Dados do Departamento do Trabalho dos EUA mostram que só em novembro de 2021, um recorde de 4,5 milhões de trabalhadores deixaram os seus empregos. O mesmo serviço mostra que em setembro este valor tinha sido 4.4 milhões de trabalhadores, e que havia 10.6 milhões de empregos disponíveis para 6.9 milhões de desempregados.
Os especialistas apresentam alguns dados e tentam encontrar as respostas às interrogações. Vamos aos dados, e o que se sabe é que é no setor dos serviços onde se verificou esta sangria de força de trabalho: educação, saúde, distribuição, hotéis e restaurantes. Facilmente se verifica que são estas áreas as mais afetadas pela pandemia e pelas medidas de confinamento, pois são sectores que envolvem muito contacto pessoal.
Não existindo ainda explicações, o que é apresentado são apenas hipóteses: pode ser o desgaste destes profissionais durante mais de dois anos de pandemia e terão agora uma janela de oportunidade para recuperar forças, repensar a vida ou eventualmente reconversão e o autoemprego, o desejo de assumir o controlo do seu trabalho e vida pessoal. Como argumento a favor apontam a necessidade de cuidar dos filhos até 5 anos na sequência do fecho das creches, um fenómeno que afeta mais as mulheres.
Poderá ser o receio de contaminação, dado a forte exposição aos contactos pessoais e medo de contaminar familiares? Como argumento apontam a saída de muitos trabalhadores mais velhos, acima dos 55 anos, provavelmente com problemas crónicos de saúde.
Mas também pode ser a reconquista de maior autonomia e mais flexibilidade por parte dos profissionais, num contexto em que já é possível o trabalho remoto. Ou seja, se for o caso, estaremos então perante uma tendência que seria a de os colaboradores serem mais independentes, terem mais flexibilidade, estarem mais com a família. Neste caso estaremos perante a necessidade de reorganização económica e social a vários níveis: primeiro, as empresas perderão colaboradores pelo que terão de recorrer mais ao outsourcing, quebrando algum vinculo laboral e enfraquecendo a força laboral, a cultura e os valores organizacionais. Em vez de trabalhadores em regime de teletrabalho, passaríamos a ter prestadores independentes a prestarem serviço a partir de casa, em regime de outsourcing. Isso coloca também questões de cibersegurança.

Listagem fornecida:
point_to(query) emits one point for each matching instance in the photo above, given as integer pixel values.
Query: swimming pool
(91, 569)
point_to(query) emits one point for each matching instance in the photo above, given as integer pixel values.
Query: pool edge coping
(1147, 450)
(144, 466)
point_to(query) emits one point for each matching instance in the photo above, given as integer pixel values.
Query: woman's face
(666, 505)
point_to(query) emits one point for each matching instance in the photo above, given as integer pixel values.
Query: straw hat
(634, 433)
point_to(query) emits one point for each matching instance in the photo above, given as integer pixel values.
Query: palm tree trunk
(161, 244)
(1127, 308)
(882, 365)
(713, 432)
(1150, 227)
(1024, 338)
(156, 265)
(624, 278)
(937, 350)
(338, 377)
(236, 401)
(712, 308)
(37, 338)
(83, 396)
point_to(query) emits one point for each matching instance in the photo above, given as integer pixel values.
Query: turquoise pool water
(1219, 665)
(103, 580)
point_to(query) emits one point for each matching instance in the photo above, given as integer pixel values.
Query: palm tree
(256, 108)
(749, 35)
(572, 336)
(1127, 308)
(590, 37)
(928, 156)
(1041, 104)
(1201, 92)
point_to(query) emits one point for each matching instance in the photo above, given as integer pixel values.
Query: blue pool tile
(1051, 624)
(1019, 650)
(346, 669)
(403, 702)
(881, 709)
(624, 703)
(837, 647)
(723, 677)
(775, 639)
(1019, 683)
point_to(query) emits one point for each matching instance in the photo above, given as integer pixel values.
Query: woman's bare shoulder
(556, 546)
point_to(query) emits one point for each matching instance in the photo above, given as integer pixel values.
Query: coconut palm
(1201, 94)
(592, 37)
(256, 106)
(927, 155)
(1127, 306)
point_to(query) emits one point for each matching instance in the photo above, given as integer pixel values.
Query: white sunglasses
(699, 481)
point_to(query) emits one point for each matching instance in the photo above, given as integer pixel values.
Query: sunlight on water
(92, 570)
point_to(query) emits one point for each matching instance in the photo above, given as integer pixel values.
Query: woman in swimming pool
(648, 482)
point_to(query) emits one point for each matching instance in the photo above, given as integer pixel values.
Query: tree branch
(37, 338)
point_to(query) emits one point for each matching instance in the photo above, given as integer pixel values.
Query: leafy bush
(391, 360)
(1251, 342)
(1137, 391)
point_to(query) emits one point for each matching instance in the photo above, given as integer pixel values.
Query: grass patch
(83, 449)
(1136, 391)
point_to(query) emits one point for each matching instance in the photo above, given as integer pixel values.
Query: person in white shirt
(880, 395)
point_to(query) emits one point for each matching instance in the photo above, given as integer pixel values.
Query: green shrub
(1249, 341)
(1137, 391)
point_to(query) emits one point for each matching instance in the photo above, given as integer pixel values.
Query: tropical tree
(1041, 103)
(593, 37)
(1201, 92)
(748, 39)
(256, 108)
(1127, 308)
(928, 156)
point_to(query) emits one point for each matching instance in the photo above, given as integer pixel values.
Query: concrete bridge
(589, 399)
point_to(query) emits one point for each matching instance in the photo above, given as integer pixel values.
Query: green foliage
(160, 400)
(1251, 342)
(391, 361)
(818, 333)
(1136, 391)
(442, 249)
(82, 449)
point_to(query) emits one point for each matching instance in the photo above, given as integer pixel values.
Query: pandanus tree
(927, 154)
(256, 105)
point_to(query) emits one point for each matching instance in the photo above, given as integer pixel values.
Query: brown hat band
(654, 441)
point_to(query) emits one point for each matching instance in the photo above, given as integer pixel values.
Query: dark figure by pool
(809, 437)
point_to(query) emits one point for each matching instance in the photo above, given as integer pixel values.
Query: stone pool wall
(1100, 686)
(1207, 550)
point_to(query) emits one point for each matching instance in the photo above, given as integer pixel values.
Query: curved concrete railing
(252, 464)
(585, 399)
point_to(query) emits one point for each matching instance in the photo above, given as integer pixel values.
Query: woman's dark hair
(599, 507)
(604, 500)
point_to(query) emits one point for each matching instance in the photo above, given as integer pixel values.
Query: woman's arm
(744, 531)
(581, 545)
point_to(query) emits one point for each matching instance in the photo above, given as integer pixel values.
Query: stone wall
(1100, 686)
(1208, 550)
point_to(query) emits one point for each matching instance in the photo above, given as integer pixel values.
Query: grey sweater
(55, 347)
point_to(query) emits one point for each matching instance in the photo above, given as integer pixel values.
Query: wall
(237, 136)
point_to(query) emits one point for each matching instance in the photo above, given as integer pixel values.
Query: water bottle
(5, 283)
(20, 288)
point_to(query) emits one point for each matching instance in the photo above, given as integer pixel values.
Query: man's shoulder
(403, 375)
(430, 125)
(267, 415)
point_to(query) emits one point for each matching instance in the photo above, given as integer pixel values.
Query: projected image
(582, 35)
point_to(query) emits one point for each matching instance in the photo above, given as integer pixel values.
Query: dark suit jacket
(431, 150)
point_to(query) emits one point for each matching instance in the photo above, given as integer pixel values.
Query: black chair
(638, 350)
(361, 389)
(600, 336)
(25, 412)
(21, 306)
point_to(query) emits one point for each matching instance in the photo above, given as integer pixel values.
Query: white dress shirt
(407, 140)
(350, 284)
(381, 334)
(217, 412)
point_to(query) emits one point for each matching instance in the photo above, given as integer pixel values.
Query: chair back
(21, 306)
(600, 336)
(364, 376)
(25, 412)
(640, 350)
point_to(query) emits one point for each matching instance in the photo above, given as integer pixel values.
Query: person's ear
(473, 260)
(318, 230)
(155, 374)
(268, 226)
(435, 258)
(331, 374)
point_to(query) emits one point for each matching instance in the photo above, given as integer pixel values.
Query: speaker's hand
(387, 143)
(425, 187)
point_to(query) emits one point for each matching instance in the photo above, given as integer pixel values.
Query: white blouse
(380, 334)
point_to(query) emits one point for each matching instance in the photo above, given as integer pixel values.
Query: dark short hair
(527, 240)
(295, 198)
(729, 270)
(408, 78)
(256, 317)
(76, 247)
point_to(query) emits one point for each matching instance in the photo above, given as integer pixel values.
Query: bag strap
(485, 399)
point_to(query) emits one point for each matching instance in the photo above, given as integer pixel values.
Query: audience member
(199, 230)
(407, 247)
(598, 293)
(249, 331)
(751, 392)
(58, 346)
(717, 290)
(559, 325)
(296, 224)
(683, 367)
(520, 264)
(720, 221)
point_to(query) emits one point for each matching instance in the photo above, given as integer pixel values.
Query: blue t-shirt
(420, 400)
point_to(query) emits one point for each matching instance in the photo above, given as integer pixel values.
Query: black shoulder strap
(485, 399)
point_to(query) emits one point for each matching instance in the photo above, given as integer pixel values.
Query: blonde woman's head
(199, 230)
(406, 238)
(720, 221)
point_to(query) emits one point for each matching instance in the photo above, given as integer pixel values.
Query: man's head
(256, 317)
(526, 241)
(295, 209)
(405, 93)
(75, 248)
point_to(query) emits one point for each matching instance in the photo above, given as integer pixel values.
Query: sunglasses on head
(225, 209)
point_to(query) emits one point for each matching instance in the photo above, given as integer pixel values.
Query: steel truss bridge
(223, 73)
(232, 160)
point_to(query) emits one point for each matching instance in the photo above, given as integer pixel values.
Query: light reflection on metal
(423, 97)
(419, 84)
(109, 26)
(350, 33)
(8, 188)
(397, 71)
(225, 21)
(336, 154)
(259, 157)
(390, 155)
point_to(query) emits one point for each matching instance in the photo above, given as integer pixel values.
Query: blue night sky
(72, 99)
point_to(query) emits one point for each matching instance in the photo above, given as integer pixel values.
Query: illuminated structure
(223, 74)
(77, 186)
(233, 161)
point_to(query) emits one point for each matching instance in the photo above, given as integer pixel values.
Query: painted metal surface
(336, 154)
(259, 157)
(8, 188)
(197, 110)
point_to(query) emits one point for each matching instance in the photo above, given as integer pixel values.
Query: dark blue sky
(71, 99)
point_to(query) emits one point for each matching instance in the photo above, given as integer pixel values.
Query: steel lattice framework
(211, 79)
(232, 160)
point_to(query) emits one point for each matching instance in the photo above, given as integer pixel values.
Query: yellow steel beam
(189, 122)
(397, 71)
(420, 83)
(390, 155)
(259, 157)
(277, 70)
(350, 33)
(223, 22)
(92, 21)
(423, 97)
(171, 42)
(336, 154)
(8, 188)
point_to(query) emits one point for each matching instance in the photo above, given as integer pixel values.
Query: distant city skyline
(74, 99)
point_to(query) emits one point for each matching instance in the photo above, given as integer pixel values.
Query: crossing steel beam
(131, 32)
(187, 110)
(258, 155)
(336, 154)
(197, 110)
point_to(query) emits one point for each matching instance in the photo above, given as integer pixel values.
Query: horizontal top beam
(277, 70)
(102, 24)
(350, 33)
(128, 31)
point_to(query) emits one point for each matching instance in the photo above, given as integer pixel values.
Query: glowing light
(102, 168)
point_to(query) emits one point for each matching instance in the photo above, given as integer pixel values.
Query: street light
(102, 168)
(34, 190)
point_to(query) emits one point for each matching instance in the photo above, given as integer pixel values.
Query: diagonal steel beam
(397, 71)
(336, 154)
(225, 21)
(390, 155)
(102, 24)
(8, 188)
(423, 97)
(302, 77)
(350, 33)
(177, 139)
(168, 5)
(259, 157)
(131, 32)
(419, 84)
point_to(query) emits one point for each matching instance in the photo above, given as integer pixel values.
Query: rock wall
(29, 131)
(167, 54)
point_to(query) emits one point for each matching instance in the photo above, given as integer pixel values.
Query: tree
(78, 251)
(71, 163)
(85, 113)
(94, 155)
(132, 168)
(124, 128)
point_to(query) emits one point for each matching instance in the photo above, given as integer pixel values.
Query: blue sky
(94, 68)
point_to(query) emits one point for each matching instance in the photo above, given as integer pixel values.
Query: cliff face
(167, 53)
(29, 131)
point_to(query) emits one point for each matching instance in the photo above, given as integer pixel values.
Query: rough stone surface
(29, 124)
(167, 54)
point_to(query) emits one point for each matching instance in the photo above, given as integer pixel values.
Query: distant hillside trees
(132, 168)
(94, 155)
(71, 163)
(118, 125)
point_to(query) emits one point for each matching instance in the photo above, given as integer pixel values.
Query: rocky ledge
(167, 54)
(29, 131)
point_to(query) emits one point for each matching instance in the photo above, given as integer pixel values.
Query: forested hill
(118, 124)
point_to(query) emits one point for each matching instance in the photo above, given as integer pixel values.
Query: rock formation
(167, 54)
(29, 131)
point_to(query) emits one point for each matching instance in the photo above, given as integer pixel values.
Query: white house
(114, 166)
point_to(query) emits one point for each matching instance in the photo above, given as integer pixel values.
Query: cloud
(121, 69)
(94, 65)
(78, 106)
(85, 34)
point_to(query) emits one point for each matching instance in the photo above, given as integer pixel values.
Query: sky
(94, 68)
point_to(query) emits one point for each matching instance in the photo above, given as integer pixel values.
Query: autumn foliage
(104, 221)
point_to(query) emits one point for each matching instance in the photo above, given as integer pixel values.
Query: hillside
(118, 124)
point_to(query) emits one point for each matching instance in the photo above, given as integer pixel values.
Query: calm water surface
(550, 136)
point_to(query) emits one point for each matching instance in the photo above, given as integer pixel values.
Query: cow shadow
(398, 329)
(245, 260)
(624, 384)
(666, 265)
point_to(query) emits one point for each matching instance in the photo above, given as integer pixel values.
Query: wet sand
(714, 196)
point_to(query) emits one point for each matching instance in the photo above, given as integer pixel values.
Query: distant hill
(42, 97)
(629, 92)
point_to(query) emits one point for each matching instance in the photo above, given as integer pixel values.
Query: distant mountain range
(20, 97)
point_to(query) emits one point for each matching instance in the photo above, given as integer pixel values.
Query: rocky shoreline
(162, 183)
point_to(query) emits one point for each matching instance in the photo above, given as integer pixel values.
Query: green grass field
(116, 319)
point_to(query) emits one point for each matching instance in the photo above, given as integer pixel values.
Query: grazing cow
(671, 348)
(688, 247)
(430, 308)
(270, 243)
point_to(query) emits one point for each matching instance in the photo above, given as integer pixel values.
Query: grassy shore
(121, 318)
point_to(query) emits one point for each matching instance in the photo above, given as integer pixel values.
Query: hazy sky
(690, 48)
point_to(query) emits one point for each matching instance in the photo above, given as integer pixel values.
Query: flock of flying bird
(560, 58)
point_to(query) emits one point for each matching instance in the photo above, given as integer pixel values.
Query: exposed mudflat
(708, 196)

Requisitos do problema:
Segundo o texto sobre a saída de trabalhadores nos EUA, quantos trabalhadores deixaram os seus empregos em novembro de 2021?

Solução:
Um recorde de 4,5 milhões de trabalhadores.